:: ACTION ITEM ::
In the text on China's food safety scandals, on what date did Premier Wen Jiabao express his outrage?

:: EXTRACT TO READ ::
········
“If social order is like an iceberg, then laws, policies and systems are only the part that sticks out of the water, and moral principles are the block below the water. When there is no effective system of moral principles, there is no social order.” So read a recent editorial in the China News Weekly. It was one of many examples of the soul-searching that has been sparked by a series of scandals involving food safety.
In early April, three babies died and 36 people, mainly children, fell ill in Gansu province after drinking milk tainted by nitrite. The deaths followed scandals involving recycled cooking oil, contaminated pork and steamed buns.
They moved Premier Wen Jiabao to express his outrage on April 18. “The deterioration of morality has reached a serious new level,” he said. “If a country cannot raise the quality of its citizens and its moral standing, it absolutely cannot become a great country and earn the respect of others. To build a culture of morality, we must speak of responsibility, trust and good-heartedness, to root out conditions that lead to monetary profit before anything, fraud and deceit, bribery and bending the law.”
These powerful words reflect the thinking of many people and their concern about a lack of moral principles in society. Most shocking was the tainting of milk powder, which killed at least six babies and made 300,000 others ill in 2008 – most shocking because the producers knew the powder would be consumed by the most vulnerable members of society.
The government took strong action and ordered many of the country’s dairies to stop production. But the most effective safeguard is not state regulators who can only inspect a certain number of factories, but a sense of morality in the individuals who make the powder.
········
:: INFORMATION SHOWN ::
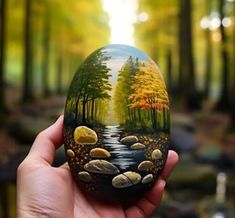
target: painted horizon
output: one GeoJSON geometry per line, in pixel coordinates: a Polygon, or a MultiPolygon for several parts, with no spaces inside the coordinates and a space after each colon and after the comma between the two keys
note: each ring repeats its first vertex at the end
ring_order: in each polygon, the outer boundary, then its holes
{"type": "Polygon", "coordinates": [[[153,128],[169,128],[169,100],[162,75],[152,59],[132,46],[107,45],[85,60],[71,83],[65,112],[70,109],[76,125],[136,124],[150,129],[146,111],[152,111],[153,128]]]}

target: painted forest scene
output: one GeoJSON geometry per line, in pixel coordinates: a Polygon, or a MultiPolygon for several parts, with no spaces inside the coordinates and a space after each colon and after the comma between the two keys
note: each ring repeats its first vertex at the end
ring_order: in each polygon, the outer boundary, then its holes
{"type": "Polygon", "coordinates": [[[17,168],[60,115],[115,157],[127,135],[178,153],[151,218],[234,218],[234,48],[235,0],[0,0],[0,218],[17,216],[17,168]]]}
{"type": "Polygon", "coordinates": [[[92,53],[76,72],[65,123],[120,125],[139,133],[169,132],[169,99],[156,64],[134,47],[110,45],[92,53]]]}

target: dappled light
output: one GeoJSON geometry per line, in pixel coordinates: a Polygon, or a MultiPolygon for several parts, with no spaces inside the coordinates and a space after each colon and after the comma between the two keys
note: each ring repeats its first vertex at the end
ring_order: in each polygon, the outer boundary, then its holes
{"type": "MultiPolygon", "coordinates": [[[[170,130],[180,162],[153,218],[234,217],[234,14],[234,0],[0,0],[0,218],[16,216],[16,169],[35,137],[71,108],[107,131],[170,130]],[[139,48],[161,72],[88,57],[107,44],[139,48]],[[65,107],[73,78],[90,83],[65,107]]],[[[64,161],[62,146],[54,166],[64,161]]]]}

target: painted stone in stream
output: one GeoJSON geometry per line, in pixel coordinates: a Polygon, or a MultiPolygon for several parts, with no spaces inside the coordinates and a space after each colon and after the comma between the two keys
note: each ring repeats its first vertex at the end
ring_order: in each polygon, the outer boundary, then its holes
{"type": "Polygon", "coordinates": [[[64,111],[64,147],[74,180],[106,201],[140,198],[159,178],[170,143],[166,86],[137,48],[107,45],[80,65],[64,111]]]}

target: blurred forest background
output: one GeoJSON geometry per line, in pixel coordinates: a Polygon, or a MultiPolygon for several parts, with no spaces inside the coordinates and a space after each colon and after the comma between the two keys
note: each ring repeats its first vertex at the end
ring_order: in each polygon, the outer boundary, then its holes
{"type": "Polygon", "coordinates": [[[16,168],[79,64],[109,43],[152,57],[170,94],[180,163],[153,217],[235,216],[234,0],[0,0],[0,23],[0,217],[15,217],[16,168]]]}

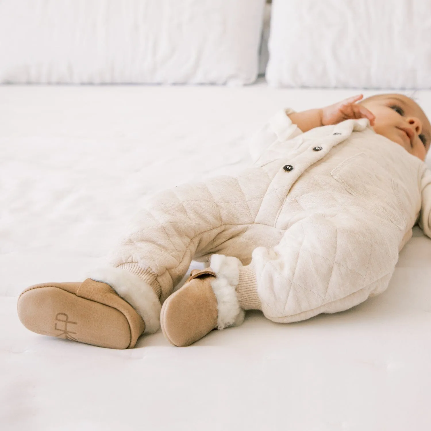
········
:: ANSWER ::
April 18